■ **WHAT YOU NEED TO DO**:
A: Please copy from the classifier excerpt the part that opens with the words containing "The default classifier" and closes with "feature importance changed.".
B: In the classifier excerpt, about what accuracy does the default classifier reach?

■ **TEXT EXCERPT**:
- - - - -

Find a good classifier

The default classifier achieves about 40% accuracy. This is not much considering that about 40% of players are in category 2. This classifier is not better than classifying all players into category 2. So we are going to find better parameters for the classifier.

Based on the plots above and trial and error, we find good parameters for the RandomForestClassifier and look if feature importance changed.



In [18]:

    
rf_good = RandomForestClassifier(n_estimators=500, 
                                    max_depth=None, 
                                    criterion='entropy',
                                    min_samples_leaf=2,
                                    min_samples_split=5,
                                    class_weight='balanced_subsample')

aggr_rf_input_data = data_aggregated.drop(['color_rating'], axis=1)
aggr_player_colors = data_aggregated['color_rating']

result = cross_val_score(rf_good, aggr_rf_input_data, aggr_player_colors, 
                         cv=10, n_jobs=3, pre_dispatch='n_jobs+1', verbose=1)
print("mean result: ", np.mean(result))
result









    



mean result:  0.445497351009






    



[Parallel(n_jobs=3)]: Done  10 out of  10 | elapsed:   25.0s finished






    Out[18]:





array([ 0.42236025,  0.49068323,  0.42236025,  0.40625   ,  0.4591195 ,
        0.43670886,  0.47133758,  0.41025641,  0.46794872,  0.46794872])



In [19]:

    
show_important_features_random_forest(aggr_rf_input_data, aggr_player_colors, rf=rf_good)









    



Feature ranking:
1. feature n° 16 seIAT (0.055072)

- - - - -

Data items:
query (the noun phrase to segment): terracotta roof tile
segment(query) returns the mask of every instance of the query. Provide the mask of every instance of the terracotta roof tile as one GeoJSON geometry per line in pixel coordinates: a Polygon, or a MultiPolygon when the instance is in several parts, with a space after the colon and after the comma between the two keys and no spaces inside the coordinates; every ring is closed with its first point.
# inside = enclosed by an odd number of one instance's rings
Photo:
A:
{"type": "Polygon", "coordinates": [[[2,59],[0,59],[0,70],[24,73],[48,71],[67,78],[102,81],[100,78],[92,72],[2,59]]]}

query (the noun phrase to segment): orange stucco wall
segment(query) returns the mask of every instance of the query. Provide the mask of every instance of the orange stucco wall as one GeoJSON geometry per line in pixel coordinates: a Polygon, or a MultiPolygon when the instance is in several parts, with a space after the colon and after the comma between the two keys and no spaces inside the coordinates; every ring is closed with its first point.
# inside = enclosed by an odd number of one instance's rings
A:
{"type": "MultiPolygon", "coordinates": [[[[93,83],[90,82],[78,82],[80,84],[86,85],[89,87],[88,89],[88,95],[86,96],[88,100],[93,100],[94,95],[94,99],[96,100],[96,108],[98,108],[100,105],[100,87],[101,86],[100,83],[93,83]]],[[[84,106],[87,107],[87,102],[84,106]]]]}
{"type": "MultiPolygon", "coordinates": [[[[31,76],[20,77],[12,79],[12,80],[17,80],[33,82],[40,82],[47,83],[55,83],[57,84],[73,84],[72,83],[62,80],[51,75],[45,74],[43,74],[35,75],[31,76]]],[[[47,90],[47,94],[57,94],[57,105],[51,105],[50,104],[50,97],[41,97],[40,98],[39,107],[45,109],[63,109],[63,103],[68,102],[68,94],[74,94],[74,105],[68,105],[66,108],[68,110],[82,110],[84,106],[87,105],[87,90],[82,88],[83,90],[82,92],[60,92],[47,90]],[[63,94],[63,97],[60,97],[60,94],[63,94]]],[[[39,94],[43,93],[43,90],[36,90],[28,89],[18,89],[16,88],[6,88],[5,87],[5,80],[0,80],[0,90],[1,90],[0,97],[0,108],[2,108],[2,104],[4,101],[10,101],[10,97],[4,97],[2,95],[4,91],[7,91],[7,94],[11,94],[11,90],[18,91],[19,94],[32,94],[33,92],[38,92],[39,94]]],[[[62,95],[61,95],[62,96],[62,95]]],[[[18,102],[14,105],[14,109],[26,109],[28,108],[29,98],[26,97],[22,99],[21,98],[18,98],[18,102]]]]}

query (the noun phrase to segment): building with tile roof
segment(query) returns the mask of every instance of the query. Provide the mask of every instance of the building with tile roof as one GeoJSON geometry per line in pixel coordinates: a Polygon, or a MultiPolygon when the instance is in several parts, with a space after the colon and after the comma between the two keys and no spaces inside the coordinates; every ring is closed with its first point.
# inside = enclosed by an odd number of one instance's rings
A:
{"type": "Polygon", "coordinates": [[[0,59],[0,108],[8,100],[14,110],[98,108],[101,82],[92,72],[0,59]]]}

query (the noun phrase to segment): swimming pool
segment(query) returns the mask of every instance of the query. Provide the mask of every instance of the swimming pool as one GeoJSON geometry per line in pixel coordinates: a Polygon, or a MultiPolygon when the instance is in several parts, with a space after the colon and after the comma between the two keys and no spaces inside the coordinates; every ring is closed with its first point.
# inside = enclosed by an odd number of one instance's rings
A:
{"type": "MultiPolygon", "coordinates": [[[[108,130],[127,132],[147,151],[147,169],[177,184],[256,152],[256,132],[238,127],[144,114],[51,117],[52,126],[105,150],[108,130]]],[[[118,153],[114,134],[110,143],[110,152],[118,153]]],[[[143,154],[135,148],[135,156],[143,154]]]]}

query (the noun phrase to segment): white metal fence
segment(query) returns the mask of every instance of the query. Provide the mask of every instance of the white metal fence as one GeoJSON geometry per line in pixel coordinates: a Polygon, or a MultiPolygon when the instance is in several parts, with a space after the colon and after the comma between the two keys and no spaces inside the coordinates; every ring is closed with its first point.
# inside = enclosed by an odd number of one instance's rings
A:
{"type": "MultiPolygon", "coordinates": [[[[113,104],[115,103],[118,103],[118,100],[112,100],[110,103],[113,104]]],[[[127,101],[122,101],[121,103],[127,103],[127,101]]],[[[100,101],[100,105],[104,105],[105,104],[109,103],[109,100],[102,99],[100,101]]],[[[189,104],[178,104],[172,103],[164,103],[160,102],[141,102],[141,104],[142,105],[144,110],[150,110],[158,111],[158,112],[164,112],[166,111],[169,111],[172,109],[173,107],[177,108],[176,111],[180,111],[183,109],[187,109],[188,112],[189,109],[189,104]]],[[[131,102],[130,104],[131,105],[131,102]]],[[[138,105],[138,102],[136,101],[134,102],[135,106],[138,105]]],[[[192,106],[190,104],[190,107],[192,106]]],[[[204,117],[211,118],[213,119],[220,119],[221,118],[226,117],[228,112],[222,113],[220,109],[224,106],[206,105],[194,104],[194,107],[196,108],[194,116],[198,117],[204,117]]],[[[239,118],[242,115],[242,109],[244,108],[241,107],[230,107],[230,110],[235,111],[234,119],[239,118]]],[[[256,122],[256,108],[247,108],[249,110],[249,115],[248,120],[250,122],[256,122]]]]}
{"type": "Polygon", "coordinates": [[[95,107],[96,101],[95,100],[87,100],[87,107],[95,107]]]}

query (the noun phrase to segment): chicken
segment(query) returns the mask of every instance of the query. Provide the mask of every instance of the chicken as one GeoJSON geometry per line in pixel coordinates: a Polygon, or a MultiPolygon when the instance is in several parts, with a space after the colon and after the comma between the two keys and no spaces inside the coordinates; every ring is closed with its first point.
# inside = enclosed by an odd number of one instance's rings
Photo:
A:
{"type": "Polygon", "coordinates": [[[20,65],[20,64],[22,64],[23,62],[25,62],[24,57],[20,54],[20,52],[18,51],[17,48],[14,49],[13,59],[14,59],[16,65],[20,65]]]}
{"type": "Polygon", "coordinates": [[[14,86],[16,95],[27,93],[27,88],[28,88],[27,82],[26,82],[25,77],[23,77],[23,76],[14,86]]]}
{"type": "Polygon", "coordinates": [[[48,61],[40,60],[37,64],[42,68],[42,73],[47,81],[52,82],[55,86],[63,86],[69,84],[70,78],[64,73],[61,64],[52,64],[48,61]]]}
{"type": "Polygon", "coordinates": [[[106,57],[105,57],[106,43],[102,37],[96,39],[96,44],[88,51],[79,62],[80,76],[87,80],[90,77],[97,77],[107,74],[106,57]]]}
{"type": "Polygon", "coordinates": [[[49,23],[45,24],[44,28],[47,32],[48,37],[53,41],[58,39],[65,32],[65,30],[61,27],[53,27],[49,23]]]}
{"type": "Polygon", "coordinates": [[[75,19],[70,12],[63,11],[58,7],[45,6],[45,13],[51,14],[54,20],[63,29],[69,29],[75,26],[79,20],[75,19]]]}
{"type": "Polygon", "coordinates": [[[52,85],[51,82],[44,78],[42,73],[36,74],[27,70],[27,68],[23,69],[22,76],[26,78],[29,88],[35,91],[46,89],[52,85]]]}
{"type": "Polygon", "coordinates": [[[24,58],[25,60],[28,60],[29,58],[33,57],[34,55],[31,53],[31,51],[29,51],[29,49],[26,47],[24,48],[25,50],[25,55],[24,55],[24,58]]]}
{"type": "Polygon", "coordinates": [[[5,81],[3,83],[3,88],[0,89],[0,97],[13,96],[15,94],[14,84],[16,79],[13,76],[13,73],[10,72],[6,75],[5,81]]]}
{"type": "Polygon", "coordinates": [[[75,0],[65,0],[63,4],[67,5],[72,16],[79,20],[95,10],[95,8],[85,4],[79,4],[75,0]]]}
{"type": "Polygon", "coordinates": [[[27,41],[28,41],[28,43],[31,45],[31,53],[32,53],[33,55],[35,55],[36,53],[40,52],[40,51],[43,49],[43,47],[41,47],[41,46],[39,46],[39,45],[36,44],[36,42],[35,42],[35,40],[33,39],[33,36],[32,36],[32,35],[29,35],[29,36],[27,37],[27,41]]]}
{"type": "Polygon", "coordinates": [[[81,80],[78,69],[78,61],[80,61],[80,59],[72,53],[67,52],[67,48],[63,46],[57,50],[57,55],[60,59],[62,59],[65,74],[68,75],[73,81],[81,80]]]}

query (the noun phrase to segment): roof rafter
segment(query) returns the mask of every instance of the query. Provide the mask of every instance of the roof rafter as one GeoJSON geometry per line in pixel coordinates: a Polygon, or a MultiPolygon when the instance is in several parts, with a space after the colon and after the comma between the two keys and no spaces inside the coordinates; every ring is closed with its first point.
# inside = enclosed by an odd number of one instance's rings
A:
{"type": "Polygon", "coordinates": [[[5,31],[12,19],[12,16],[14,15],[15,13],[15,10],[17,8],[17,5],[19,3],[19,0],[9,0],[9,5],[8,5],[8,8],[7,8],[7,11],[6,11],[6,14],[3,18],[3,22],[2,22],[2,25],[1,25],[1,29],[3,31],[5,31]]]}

- - - - -

■ **SOLVED TASKS**:
A:
The default classifier achieves about 40% accuracy. This is not much considering that about 40% of players are in category 2. This classifier is not better than classifying all players into category 2. So we are going to find better parameters for the classifier.

Based on the plots above and trial and error, we find good parameters for the RandomForestClassifier and look if feature importance changed.

B: About 40%.